Exercise details:
Go through the material and copy every line in which "skyscraper" appears.

*****

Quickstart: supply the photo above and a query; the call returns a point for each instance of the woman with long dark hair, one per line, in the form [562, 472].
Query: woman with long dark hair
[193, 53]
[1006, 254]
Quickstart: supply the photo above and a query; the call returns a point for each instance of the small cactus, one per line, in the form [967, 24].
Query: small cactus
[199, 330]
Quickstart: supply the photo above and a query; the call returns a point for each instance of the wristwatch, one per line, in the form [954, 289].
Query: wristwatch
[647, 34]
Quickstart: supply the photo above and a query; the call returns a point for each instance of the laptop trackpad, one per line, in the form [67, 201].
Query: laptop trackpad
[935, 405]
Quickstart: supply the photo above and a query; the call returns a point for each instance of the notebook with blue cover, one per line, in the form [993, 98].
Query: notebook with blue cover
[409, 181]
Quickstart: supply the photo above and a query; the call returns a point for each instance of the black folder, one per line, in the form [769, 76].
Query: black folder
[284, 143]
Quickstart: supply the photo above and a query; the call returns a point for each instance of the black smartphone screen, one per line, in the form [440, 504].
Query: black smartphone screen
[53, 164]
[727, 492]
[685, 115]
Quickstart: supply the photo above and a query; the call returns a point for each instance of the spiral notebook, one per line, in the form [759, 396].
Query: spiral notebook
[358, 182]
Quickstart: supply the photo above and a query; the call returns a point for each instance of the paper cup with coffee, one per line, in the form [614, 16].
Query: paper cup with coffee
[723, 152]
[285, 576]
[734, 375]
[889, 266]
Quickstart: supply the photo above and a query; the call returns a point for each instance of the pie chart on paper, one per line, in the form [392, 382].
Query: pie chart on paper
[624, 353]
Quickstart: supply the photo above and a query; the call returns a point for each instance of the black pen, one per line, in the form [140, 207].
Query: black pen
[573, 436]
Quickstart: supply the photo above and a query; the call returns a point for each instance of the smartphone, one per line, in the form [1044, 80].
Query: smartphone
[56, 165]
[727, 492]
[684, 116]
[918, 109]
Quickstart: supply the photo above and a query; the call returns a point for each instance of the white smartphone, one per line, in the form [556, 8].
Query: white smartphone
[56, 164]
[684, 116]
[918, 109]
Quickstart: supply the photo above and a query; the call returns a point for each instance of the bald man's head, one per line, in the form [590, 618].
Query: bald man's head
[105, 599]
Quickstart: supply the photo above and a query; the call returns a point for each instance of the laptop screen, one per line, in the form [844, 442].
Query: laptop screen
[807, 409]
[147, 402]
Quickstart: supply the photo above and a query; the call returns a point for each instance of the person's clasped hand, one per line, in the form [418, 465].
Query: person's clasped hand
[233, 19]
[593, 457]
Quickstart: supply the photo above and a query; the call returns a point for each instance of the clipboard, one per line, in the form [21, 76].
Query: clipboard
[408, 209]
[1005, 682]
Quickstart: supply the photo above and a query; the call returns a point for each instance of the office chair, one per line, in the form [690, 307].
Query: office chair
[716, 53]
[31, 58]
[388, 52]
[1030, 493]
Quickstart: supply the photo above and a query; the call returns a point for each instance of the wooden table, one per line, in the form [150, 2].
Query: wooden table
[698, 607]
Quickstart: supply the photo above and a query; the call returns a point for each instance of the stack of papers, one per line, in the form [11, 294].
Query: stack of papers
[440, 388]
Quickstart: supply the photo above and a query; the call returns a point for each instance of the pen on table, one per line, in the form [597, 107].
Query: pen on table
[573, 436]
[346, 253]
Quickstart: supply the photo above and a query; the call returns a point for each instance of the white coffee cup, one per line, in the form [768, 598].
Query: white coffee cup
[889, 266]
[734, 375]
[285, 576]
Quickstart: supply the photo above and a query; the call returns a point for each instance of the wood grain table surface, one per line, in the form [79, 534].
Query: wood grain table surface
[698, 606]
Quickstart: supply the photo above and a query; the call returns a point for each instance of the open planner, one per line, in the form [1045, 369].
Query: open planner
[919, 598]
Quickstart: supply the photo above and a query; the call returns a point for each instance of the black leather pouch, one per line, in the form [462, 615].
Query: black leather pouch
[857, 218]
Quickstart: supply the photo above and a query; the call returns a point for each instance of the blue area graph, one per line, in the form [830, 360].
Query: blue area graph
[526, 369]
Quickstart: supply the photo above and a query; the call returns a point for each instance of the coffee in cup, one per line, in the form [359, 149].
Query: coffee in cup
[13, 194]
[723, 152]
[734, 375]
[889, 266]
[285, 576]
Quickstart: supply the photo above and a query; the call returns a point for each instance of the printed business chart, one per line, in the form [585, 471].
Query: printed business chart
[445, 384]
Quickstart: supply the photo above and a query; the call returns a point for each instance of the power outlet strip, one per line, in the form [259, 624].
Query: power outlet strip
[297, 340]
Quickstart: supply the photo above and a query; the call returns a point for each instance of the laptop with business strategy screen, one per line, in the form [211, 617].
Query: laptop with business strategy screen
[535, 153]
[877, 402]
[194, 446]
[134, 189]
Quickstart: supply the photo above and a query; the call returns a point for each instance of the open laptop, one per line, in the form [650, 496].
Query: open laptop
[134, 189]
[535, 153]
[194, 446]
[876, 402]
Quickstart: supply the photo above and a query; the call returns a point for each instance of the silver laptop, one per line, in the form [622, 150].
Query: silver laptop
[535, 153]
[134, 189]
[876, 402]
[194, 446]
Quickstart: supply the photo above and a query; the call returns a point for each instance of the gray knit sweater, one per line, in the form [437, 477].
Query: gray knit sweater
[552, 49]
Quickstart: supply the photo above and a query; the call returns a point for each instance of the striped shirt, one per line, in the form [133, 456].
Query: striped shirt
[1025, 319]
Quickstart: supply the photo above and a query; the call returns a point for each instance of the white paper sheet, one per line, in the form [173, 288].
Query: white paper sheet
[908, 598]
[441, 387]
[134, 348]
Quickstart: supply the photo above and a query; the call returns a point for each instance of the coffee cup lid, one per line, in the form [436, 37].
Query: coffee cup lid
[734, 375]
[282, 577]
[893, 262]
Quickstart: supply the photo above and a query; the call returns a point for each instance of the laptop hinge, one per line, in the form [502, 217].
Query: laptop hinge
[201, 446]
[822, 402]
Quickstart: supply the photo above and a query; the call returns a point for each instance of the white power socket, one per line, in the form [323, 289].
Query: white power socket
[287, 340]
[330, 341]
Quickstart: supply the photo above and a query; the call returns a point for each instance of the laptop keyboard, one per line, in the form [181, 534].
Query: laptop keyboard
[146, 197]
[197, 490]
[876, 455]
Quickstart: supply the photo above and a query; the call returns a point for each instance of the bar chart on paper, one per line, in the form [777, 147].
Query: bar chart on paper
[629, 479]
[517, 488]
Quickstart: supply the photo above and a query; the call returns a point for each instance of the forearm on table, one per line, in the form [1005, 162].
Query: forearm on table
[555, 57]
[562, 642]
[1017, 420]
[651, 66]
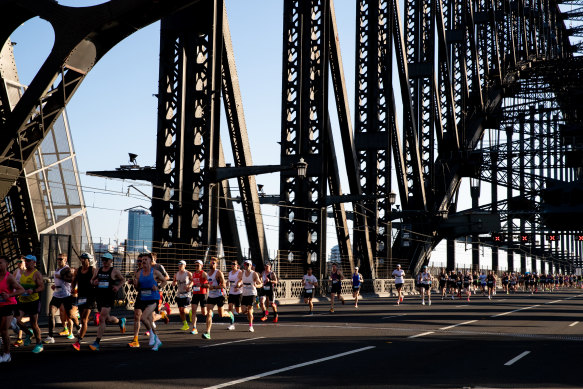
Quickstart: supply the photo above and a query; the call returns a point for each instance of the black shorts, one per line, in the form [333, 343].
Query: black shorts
[235, 299]
[183, 302]
[248, 301]
[7, 310]
[218, 301]
[29, 308]
[142, 305]
[85, 303]
[67, 302]
[198, 299]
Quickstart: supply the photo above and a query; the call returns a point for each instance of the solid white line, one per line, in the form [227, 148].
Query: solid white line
[513, 360]
[459, 324]
[516, 310]
[272, 372]
[234, 341]
[419, 335]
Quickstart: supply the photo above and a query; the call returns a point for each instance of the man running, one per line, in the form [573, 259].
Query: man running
[107, 280]
[399, 276]
[85, 294]
[29, 302]
[234, 292]
[62, 297]
[199, 290]
[269, 280]
[335, 278]
[356, 283]
[183, 281]
[9, 288]
[249, 281]
[217, 285]
[146, 281]
[309, 282]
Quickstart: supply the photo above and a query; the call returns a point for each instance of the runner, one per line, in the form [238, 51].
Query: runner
[146, 281]
[9, 288]
[85, 294]
[29, 302]
[108, 280]
[62, 297]
[234, 292]
[309, 282]
[399, 281]
[199, 290]
[426, 285]
[249, 281]
[183, 281]
[357, 281]
[267, 298]
[335, 278]
[217, 286]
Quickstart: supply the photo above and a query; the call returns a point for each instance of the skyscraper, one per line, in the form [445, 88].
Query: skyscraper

*****

Your solution:
Quickstart: supply the photo above and a query; the call returns a point for each instance of the skyscraper, one per line, in the form [445, 88].
Query: skyscraper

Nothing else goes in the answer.